• _Written problem_
Turn all the records below into a two-column CSV with the header text,answer, giving one row per record. Put each record's wording and its answer in their own double-quoted fields, with any line breaks replaced by spaces, and leave out the pictures.

------ Material

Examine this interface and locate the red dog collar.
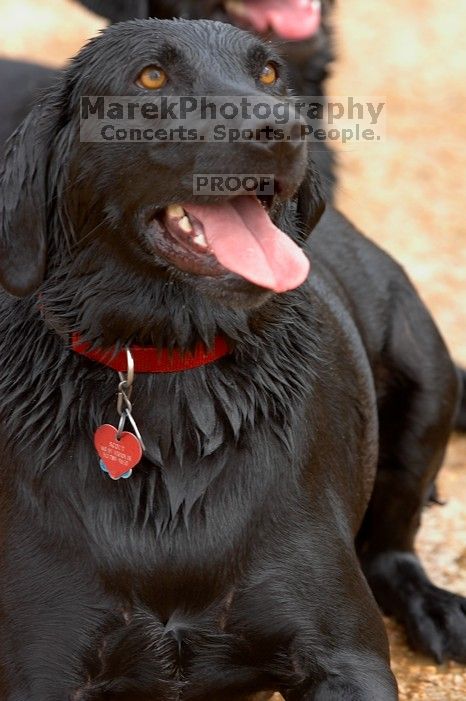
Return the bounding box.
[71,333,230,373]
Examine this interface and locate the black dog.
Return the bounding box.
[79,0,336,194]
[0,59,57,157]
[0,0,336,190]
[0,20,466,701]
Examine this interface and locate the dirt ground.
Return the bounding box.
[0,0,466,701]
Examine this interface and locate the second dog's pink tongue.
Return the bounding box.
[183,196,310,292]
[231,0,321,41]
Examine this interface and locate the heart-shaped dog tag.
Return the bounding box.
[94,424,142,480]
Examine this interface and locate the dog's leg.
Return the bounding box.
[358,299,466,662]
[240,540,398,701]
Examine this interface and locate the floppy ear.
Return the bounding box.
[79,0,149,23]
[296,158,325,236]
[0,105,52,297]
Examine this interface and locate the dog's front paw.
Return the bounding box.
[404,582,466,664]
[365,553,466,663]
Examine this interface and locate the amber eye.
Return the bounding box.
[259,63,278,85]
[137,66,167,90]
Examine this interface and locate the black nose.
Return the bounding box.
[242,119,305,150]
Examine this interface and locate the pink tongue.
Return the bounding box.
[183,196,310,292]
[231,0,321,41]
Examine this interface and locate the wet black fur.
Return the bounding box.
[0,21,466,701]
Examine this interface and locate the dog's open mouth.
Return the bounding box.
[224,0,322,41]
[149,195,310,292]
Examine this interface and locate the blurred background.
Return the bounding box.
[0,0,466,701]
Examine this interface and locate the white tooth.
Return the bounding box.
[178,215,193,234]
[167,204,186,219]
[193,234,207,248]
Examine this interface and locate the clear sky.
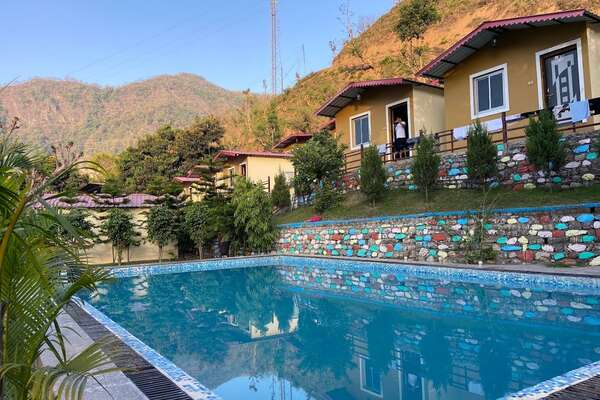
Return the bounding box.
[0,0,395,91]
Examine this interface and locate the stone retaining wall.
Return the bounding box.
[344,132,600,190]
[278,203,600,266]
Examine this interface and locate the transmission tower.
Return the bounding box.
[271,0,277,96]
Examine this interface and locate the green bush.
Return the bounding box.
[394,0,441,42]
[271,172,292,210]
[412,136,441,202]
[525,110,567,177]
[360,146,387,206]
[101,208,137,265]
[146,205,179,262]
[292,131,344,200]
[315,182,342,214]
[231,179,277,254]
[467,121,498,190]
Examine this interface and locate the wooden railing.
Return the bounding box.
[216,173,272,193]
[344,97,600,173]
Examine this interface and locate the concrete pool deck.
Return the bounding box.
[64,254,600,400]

------------

• _Full output_
text,answer
"Examine this interface and locate the red dog collar. Return the bounding box.","[71,333,230,373]"
"Examine this interface and locate the black dog. Return the bounding box.","[79,0,336,194] [0,59,57,157] [0,0,336,190] [0,20,466,701]"
"Examine this interface and locate the dirt ground. Return the bounding box.","[0,0,466,701]"
"Examine this interface and locate the second dog's pink tongue. Return the bounding box.","[183,196,310,292] [231,0,321,41]"
"Examine this interface and locate the heart-shaped dog tag. Return the bounding box.","[94,424,142,480]"
"Examine this interface and locate the dog's leg. Return the bounding box.","[358,299,466,662] [240,540,398,701]"
"Examine this interface and locate the floppy ear. Return the bounding box.","[79,0,149,23] [296,158,325,236] [0,105,52,297]"
"Examine this interface and locate the dog's front paw. Return the bounding box.","[404,582,466,664] [365,553,466,663]"
"Examine this interface and locate the amber eye. Return the bounding box.","[259,63,278,85] [137,66,167,90]"
"Examine this interface and locate the black nose. Return the bounding box.","[242,119,305,150]"
"Examine this interface and locate the pink tongue. Return the bounding box.","[183,196,310,292] [231,0,321,41]"
"Examine this interface and locate the wet black fur. Return the bounding box.","[0,21,466,701]"
"Examine this interface and locate the dog's open mouth. Return the bounding box.","[224,0,322,41] [149,195,310,292]"
"Examine this interface and locate the blurred background. Return the bounding box.","[0,0,466,701]"
"Examine this interface and locate the white tooth. Return the bounding box.","[178,215,193,234] [167,204,186,219] [193,234,207,248]"
"Examine this interface and locate the clear sky. Return the bounding box.","[0,0,395,91]"
"Examine this interface and locate the stone retaining wall. Return the bounding box.","[344,132,600,190] [278,203,600,266]"
"Examine this interface and locate the transmission tower. Return the bounding box.","[271,0,277,96]"
"Examine this interface and locate the green bush. Return the bounding box.","[394,0,441,42] [271,172,292,210] [412,136,441,202] [525,110,567,177] [360,146,387,206] [101,208,137,265] [146,205,179,262] [292,131,344,200] [315,182,342,214] [231,179,277,254] [467,121,498,190]"
"Examine this interface and locate the wooden railing. Return the bounding box.","[216,173,272,193] [344,97,600,173]"
"Examine this interface and locate the concrete pool deck. Return the bounding box.","[64,254,600,400]"